### TEXTO PARA LEITURA

-.-.-

As cenas em que Zaquieu sofre homofobia na fazenda dos Leôncios, na novela “Pantanal”, foi um dos gatilhos mais dolorosos para a população LGBTQIA+ que se viu retratado na televisão. Ele precisou ir embora para que as pessoas pudessem entender que um preconceito vestido de “brincadeira” pode ser tão doloroso quanto uma violência física. Só que a vida de uma pessoa da comunidade é para ser celebrada e o personagem de Silvero Pereira está de volta à trama e com status de rei do Pantanal.
O ator está radiante com a repercussão da história de Zaquieu na internet e nas ruas. Ele assistiu à primeira versão da novela, escrita por Benedito Ruy Barbosa e exibida pela extinta TV Manchete em 1990, e comemora o espaço dado aos assuntos pertinentes da população LGBTQIA+ nesta nova versão escrita pelo neto do autor, Bruno Luperi.
“Fiquei muito feliz ao ver que tudo que planejamos com a personagem chegou no público com mais força do que esperava. Esse é um remake de 30 anos depois, então seria um descaso completo se não houvesse um novo olhar, uma repaginada nessa história e podem esperar porque o folhetim ainda tem muito para cumprir nessa história.”
Ele conta, em entrevista exclusiva ao iG Queer, que assistiu à primeira versão da novela e se identificava muito com o personagem que foi vivido pelo ator João Alberto Pinheiro e que morreu apenas um ano após o fim da trama. Na época, Silvero tinha oito anos de idade e se via naquele Zaqueu, mas rejeitava essa identificação para não correr o risco de sofrer em sua vida o mesmo que aconteceu com o personagem na ficção.

-.-.-

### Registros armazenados

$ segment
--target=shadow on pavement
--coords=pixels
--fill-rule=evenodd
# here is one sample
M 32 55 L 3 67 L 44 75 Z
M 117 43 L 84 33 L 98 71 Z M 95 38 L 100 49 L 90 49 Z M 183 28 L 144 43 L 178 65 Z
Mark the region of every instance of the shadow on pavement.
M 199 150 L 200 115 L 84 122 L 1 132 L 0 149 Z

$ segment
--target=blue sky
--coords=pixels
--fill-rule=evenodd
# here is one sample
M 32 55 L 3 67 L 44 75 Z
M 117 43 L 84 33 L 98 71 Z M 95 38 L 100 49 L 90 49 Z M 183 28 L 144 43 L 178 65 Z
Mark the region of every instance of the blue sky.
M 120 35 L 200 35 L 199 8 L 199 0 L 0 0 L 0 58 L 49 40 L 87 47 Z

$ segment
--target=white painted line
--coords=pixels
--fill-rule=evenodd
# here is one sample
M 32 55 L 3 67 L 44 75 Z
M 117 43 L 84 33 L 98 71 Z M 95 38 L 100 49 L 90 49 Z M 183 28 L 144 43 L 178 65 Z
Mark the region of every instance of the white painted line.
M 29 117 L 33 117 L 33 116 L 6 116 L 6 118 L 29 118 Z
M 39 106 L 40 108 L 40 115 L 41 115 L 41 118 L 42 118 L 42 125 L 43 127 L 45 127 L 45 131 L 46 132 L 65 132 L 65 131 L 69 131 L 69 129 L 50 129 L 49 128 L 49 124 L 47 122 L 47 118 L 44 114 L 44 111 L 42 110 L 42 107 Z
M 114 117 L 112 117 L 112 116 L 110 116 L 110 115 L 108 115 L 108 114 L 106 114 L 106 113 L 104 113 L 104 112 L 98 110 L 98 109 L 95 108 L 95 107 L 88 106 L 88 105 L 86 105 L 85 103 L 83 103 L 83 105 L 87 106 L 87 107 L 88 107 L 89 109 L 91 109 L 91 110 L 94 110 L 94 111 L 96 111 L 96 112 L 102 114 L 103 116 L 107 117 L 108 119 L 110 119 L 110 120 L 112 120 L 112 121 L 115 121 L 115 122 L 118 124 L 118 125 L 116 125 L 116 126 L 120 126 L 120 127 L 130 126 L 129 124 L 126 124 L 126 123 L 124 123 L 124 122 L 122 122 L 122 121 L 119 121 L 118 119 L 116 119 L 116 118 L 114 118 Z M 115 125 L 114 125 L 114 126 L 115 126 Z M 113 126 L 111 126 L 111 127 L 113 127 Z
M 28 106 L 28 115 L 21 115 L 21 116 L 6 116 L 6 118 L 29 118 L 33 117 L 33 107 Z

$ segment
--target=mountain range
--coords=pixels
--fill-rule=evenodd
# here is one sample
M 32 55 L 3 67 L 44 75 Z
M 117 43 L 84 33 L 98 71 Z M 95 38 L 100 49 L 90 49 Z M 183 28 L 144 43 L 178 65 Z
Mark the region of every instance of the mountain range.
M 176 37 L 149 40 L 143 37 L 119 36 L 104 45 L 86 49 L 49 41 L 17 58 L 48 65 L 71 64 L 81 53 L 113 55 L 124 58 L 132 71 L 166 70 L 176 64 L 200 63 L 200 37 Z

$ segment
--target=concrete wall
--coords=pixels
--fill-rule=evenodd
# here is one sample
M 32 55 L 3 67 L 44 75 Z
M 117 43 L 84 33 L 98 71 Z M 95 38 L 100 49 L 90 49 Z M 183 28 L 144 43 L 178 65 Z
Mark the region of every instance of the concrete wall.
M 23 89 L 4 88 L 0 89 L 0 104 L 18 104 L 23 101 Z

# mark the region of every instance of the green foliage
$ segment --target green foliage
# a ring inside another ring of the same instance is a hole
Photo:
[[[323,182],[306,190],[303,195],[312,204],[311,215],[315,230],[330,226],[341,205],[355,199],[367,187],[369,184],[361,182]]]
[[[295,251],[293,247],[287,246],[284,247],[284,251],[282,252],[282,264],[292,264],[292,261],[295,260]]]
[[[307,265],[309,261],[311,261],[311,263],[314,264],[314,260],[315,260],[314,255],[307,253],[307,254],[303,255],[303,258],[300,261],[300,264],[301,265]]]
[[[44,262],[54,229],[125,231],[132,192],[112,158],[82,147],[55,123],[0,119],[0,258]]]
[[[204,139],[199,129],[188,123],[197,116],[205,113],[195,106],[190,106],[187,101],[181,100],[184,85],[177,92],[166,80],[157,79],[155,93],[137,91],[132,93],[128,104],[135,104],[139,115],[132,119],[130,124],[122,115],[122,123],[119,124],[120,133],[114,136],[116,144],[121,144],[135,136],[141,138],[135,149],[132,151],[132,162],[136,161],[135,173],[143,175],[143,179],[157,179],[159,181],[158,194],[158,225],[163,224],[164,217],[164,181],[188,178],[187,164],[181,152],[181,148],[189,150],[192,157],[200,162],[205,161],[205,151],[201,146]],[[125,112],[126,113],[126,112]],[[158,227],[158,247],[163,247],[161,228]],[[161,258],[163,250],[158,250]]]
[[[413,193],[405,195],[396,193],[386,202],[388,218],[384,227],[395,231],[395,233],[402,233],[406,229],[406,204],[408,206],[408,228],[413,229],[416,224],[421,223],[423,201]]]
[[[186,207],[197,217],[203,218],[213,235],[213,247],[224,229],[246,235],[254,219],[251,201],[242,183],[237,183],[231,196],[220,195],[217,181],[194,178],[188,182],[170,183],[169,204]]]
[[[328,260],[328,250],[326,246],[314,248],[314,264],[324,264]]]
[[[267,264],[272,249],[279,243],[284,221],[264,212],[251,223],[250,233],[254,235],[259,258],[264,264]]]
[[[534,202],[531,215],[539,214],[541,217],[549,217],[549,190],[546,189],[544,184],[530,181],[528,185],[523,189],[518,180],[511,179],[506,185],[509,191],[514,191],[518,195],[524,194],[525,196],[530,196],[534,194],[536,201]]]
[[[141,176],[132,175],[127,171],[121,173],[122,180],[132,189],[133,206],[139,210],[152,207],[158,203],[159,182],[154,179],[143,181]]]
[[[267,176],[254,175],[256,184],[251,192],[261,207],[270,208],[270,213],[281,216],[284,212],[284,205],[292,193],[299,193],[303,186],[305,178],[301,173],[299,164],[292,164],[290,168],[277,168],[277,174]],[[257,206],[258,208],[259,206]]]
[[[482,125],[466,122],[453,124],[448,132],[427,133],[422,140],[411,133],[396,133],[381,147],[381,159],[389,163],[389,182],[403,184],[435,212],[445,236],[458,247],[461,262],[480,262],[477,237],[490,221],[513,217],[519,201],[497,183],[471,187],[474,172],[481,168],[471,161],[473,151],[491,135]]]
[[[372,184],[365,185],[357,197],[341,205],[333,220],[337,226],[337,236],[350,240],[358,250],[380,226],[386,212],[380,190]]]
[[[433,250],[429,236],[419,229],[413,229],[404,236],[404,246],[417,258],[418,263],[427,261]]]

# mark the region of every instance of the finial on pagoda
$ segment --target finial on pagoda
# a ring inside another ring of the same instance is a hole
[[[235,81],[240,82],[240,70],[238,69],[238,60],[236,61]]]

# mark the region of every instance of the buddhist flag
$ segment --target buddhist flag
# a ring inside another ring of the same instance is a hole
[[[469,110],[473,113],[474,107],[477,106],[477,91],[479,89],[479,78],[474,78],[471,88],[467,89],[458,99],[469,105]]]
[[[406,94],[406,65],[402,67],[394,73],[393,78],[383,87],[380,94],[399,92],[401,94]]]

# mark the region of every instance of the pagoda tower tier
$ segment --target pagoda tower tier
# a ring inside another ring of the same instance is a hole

-.-.-

### REQUISITOS DAS TAREFAS
[1] Como fica o trecho da matéria sobre Zaquieu que vai de "Ele conta, em" até "personagem na ficção." se você substituir "entrevista exclusiva" por "conversa exclusiva"?
[2] Quais linhas da listagem contêm a palavra "foliage"? Copie cada uma delas, considerando a diferença entre maiúsculas e minúsculas.

### SOLUÇÕES POR TAREFA
[1]
Ele conta, em conversa exclusiva ao iG Queer, que assistiu à primeira versão da novela e se identificava muito com o personagem que foi vivido pelo ator João Alberto Pinheiro e que morreu apenas um ano após o fim da trama. Na época, Silvero tinha oito anos de idade e se via naquele Zaqueu, mas rejeitava essa identificação para não correr o risco de sofrer em sua vida o mesmo que aconteceu com o personagem na ficção.

[2]
# mark the region of every instance of the green foliage
$ segment --target green foliage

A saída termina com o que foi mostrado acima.